───── DATASET EXTRACT ─────
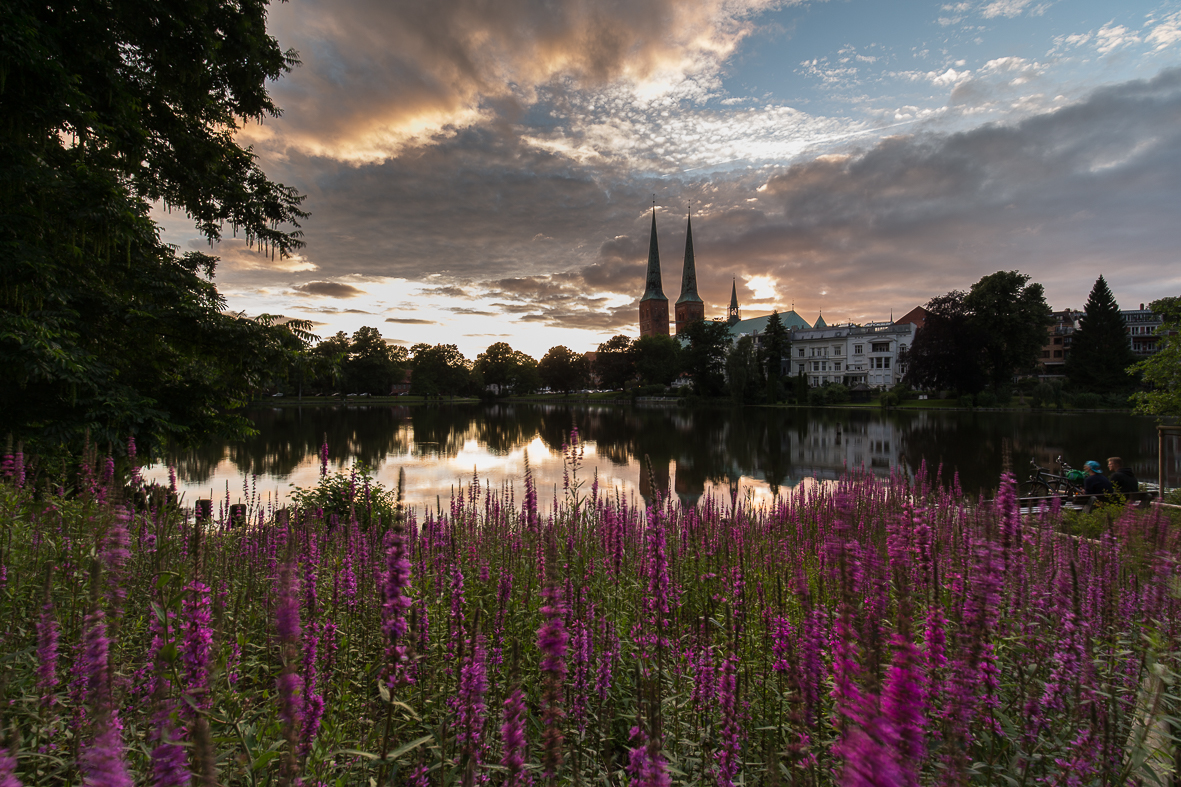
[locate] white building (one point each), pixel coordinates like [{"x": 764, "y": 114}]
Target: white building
[{"x": 852, "y": 353}]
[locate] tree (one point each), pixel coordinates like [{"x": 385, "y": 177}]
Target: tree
[
  {"x": 373, "y": 365},
  {"x": 776, "y": 348},
  {"x": 509, "y": 370},
  {"x": 1162, "y": 369},
  {"x": 947, "y": 352},
  {"x": 1100, "y": 355},
  {"x": 705, "y": 357},
  {"x": 657, "y": 359},
  {"x": 615, "y": 362},
  {"x": 104, "y": 329},
  {"x": 439, "y": 369},
  {"x": 1012, "y": 318},
  {"x": 744, "y": 372},
  {"x": 561, "y": 369}
]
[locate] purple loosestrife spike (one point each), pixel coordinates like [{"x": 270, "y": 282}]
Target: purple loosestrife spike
[
  {"x": 289, "y": 684},
  {"x": 7, "y": 769},
  {"x": 197, "y": 644},
  {"x": 47, "y": 654},
  {"x": 103, "y": 763},
  {"x": 646, "y": 763},
  {"x": 728, "y": 756},
  {"x": 471, "y": 702},
  {"x": 113, "y": 554},
  {"x": 513, "y": 737},
  {"x": 552, "y": 641}
]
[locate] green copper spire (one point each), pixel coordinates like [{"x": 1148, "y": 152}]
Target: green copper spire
[
  {"x": 653, "y": 291},
  {"x": 689, "y": 273}
]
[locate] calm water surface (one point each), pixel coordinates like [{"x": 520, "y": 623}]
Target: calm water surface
[{"x": 752, "y": 451}]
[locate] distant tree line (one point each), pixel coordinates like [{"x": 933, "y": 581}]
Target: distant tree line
[{"x": 985, "y": 340}]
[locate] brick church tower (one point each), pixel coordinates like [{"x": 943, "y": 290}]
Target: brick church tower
[
  {"x": 690, "y": 307},
  {"x": 653, "y": 305}
]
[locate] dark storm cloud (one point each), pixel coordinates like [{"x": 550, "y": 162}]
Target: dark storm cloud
[
  {"x": 1090, "y": 188},
  {"x": 328, "y": 290},
  {"x": 378, "y": 73}
]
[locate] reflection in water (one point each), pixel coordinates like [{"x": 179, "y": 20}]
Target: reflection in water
[{"x": 721, "y": 450}]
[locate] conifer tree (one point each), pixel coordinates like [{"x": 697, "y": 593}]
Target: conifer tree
[{"x": 1100, "y": 355}]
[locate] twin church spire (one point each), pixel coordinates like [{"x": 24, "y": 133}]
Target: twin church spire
[{"x": 654, "y": 305}]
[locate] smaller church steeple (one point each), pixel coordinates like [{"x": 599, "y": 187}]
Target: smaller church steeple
[{"x": 690, "y": 309}]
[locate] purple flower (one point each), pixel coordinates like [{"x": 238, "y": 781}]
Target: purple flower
[
  {"x": 47, "y": 654},
  {"x": 393, "y": 610},
  {"x": 728, "y": 756},
  {"x": 7, "y": 769},
  {"x": 103, "y": 763},
  {"x": 645, "y": 762},
  {"x": 289, "y": 684},
  {"x": 552, "y": 641},
  {"x": 513, "y": 737},
  {"x": 197, "y": 643},
  {"x": 471, "y": 706}
]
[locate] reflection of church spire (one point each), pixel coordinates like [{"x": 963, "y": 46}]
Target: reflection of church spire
[
  {"x": 653, "y": 305},
  {"x": 690, "y": 307}
]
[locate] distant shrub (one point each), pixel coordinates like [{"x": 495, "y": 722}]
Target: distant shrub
[{"x": 357, "y": 492}]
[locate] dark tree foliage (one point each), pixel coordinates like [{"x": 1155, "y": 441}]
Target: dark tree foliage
[
  {"x": 373, "y": 365},
  {"x": 1162, "y": 370},
  {"x": 947, "y": 352},
  {"x": 776, "y": 348},
  {"x": 106, "y": 108},
  {"x": 1100, "y": 352},
  {"x": 705, "y": 357},
  {"x": 615, "y": 362},
  {"x": 1012, "y": 318},
  {"x": 439, "y": 370},
  {"x": 744, "y": 372},
  {"x": 563, "y": 370},
  {"x": 509, "y": 370},
  {"x": 657, "y": 359}
]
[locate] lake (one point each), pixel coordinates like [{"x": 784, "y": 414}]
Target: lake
[{"x": 755, "y": 453}]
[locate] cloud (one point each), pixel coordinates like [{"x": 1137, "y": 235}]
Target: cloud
[
  {"x": 327, "y": 290},
  {"x": 379, "y": 77}
]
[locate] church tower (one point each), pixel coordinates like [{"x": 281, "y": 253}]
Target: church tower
[
  {"x": 653, "y": 305},
  {"x": 732, "y": 317},
  {"x": 690, "y": 307}
]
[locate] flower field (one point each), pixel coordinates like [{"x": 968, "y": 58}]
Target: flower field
[{"x": 860, "y": 632}]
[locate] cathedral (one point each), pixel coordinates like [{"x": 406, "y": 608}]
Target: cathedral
[{"x": 690, "y": 309}]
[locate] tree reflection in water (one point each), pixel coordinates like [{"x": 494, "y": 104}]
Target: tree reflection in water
[{"x": 689, "y": 449}]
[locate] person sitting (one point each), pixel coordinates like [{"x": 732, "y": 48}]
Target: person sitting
[
  {"x": 1096, "y": 483},
  {"x": 1122, "y": 477}
]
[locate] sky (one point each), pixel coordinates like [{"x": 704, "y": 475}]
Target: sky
[{"x": 485, "y": 171}]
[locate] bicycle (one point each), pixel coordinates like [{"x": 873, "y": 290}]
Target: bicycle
[{"x": 1043, "y": 483}]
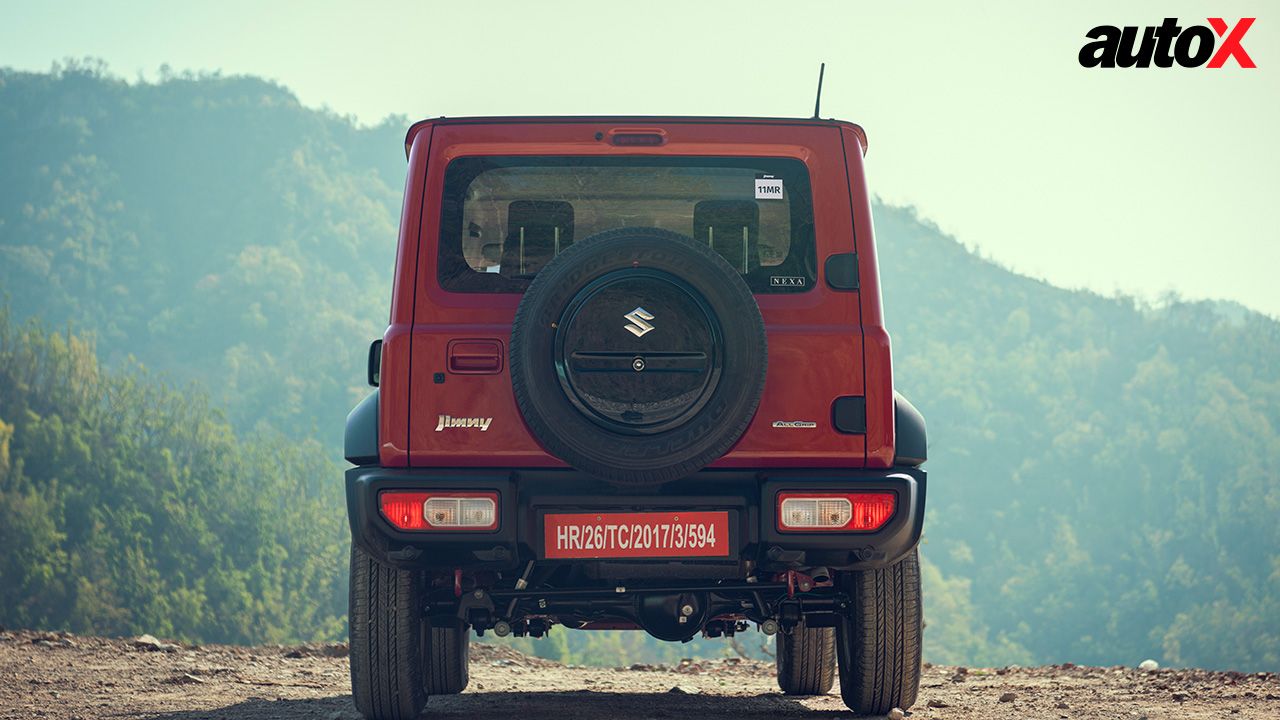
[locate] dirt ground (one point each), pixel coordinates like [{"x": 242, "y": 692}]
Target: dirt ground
[{"x": 60, "y": 675}]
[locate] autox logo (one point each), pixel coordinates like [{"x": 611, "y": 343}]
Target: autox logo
[{"x": 1166, "y": 44}]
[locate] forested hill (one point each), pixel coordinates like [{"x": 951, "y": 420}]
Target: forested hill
[{"x": 1105, "y": 477}]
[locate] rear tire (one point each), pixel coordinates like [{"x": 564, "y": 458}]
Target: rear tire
[
  {"x": 878, "y": 643},
  {"x": 447, "y": 670},
  {"x": 388, "y": 639},
  {"x": 807, "y": 660}
]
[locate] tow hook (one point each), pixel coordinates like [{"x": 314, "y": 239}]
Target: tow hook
[
  {"x": 795, "y": 580},
  {"x": 476, "y": 610}
]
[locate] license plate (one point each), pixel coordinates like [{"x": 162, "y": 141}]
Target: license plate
[{"x": 636, "y": 534}]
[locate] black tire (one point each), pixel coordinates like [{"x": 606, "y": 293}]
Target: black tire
[
  {"x": 672, "y": 433},
  {"x": 878, "y": 643},
  {"x": 447, "y": 670},
  {"x": 807, "y": 660},
  {"x": 388, "y": 639}
]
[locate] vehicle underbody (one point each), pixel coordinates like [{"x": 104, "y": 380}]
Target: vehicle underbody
[{"x": 502, "y": 579}]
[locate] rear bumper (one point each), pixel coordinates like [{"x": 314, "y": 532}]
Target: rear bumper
[{"x": 526, "y": 496}]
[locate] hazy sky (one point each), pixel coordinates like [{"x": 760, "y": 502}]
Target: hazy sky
[{"x": 978, "y": 114}]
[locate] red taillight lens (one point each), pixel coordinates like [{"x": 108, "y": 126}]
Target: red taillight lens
[
  {"x": 434, "y": 510},
  {"x": 835, "y": 511}
]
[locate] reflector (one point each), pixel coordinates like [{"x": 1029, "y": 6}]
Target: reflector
[
  {"x": 435, "y": 510},
  {"x": 845, "y": 511}
]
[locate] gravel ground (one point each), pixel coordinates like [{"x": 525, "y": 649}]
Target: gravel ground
[{"x": 62, "y": 675}]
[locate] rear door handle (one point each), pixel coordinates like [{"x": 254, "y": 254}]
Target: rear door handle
[{"x": 475, "y": 356}]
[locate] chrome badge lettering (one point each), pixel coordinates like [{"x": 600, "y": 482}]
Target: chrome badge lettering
[
  {"x": 639, "y": 322},
  {"x": 451, "y": 422}
]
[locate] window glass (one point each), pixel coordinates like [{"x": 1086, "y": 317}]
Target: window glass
[{"x": 504, "y": 218}]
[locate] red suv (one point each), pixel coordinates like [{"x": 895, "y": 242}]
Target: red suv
[{"x": 636, "y": 376}]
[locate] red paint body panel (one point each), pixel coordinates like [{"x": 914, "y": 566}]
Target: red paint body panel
[
  {"x": 393, "y": 391},
  {"x": 878, "y": 364},
  {"x": 818, "y": 340}
]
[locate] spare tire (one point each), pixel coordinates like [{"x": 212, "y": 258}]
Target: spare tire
[{"x": 638, "y": 356}]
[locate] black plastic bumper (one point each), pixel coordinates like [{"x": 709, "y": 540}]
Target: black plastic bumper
[{"x": 526, "y": 496}]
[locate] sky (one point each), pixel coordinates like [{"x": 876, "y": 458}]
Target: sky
[{"x": 1134, "y": 181}]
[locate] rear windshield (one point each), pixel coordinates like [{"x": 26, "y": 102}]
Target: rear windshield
[{"x": 504, "y": 218}]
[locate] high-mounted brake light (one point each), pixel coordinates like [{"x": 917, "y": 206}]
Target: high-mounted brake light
[
  {"x": 434, "y": 510},
  {"x": 835, "y": 511},
  {"x": 641, "y": 137}
]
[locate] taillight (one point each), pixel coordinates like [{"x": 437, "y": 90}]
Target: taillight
[
  {"x": 434, "y": 510},
  {"x": 835, "y": 511}
]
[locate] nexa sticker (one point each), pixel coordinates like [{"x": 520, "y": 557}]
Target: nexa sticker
[
  {"x": 768, "y": 188},
  {"x": 451, "y": 422},
  {"x": 1166, "y": 44}
]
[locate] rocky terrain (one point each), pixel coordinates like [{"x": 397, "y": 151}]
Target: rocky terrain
[{"x": 62, "y": 675}]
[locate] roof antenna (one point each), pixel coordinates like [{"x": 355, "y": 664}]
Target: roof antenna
[{"x": 817, "y": 103}]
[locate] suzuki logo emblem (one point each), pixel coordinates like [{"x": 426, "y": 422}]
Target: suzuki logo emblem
[{"x": 638, "y": 326}]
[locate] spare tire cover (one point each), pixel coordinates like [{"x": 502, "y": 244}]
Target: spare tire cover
[{"x": 638, "y": 355}]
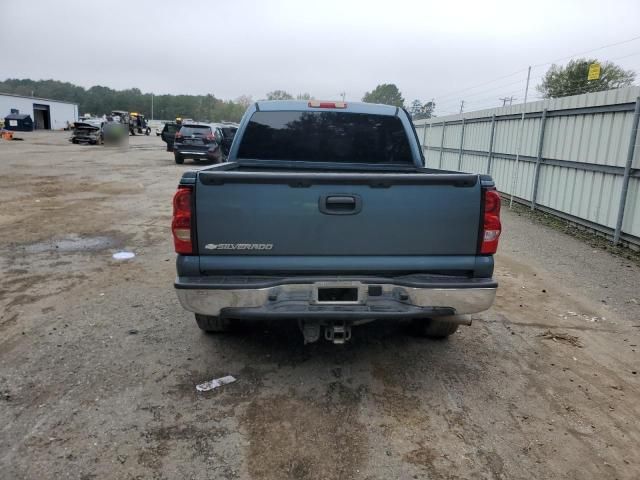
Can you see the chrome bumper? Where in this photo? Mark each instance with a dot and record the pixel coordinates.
(300, 300)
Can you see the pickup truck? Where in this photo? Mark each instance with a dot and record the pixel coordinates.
(325, 213)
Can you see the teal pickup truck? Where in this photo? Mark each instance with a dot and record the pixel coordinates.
(325, 213)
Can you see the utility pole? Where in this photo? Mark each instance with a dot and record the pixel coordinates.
(507, 99)
(514, 184)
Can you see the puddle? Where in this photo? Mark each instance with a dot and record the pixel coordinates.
(72, 243)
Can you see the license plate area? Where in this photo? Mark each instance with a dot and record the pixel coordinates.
(338, 293)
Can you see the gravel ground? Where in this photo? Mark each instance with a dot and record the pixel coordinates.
(98, 362)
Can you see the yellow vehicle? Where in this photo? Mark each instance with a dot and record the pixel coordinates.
─────
## ACTION ITEM
Give an exact copy of the lines above from the line with "[locate] nexa sticker" up to and including the line with "[locate] rocky terrain", and leave everything else out.

## YOUR RESPONSE
[locate] nexa sticker (one point each), pixel coordinates like [{"x": 520, "y": 557}]
Target: nexa sticker
[
  {"x": 768, "y": 188},
  {"x": 451, "y": 422},
  {"x": 1166, "y": 44}
]
[locate] rocky terrain (one point each), pixel coordinates like [{"x": 397, "y": 151}]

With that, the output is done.